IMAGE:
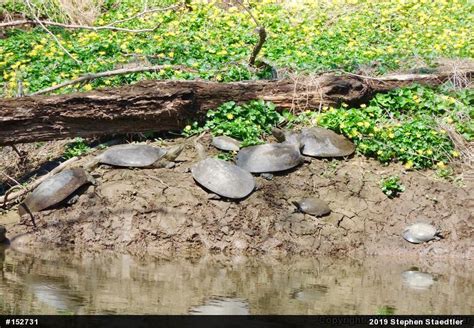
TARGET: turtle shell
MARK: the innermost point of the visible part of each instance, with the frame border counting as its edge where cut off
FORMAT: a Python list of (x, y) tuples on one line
[(419, 232), (131, 155), (54, 190), (319, 142), (269, 158), (223, 178), (313, 206), (226, 143)]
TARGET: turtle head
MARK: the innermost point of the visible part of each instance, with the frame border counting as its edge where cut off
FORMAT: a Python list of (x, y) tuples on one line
[(201, 151), (288, 137), (279, 134), (173, 152)]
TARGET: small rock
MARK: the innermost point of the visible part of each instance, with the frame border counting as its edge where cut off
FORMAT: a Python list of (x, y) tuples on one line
[(312, 206), (419, 232), (267, 176)]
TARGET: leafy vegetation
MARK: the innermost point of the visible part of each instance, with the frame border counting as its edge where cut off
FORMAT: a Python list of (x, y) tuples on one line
[(76, 148), (402, 125), (248, 122), (391, 186), (214, 41), (386, 310)]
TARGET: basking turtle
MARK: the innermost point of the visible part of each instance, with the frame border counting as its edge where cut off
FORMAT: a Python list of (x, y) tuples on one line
[(419, 233), (54, 190), (313, 206), (221, 177), (226, 143), (320, 142), (269, 158), (137, 155)]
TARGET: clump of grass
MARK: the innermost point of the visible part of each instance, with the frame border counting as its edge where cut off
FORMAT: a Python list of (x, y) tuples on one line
[(247, 122), (392, 186), (76, 148)]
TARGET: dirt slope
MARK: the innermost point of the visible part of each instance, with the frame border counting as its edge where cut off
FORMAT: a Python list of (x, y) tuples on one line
[(159, 211)]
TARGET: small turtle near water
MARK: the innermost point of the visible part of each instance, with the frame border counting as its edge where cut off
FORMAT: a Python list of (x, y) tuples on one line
[(417, 280), (54, 190), (317, 142), (269, 158), (221, 177), (137, 155), (419, 233), (312, 206), (226, 143)]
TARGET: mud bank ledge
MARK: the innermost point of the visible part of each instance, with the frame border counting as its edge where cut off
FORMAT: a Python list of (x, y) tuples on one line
[(163, 211)]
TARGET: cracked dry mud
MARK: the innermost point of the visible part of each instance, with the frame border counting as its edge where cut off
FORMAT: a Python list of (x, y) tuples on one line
[(160, 211)]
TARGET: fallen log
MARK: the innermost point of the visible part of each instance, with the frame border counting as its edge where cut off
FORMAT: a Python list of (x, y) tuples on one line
[(160, 106)]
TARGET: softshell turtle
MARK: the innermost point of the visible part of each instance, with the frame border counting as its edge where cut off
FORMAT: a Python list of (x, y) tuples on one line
[(417, 280), (226, 143), (419, 232), (221, 177), (313, 206), (54, 190), (137, 155), (320, 142), (269, 158)]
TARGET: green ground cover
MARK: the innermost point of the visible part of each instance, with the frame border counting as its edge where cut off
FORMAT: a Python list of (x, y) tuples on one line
[(212, 41), (216, 42)]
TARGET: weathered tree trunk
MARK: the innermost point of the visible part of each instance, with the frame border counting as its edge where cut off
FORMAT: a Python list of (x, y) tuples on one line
[(170, 105)]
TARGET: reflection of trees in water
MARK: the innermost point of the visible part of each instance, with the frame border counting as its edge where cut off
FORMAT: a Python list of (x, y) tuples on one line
[(53, 281)]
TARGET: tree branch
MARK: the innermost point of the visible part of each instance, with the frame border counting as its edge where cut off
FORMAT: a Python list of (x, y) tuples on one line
[(89, 77)]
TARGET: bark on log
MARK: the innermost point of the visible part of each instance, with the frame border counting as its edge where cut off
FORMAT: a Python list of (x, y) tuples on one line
[(170, 105)]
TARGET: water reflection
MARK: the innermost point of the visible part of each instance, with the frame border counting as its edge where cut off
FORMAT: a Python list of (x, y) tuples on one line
[(49, 282)]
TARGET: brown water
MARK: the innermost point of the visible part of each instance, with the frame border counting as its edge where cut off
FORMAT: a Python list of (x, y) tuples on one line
[(50, 282)]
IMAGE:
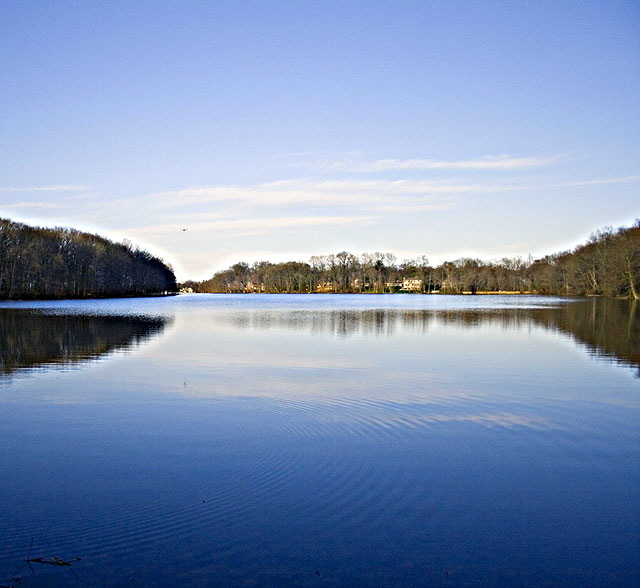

- Task prompt -
Copy out each line above that contains the string "turtle", matching its case exactly.

- Response -
TARGET: turtle shell
TARGET: turtle head
TARGET: basking turtle
TARGET: small turtle near water
TARGET: softshell turtle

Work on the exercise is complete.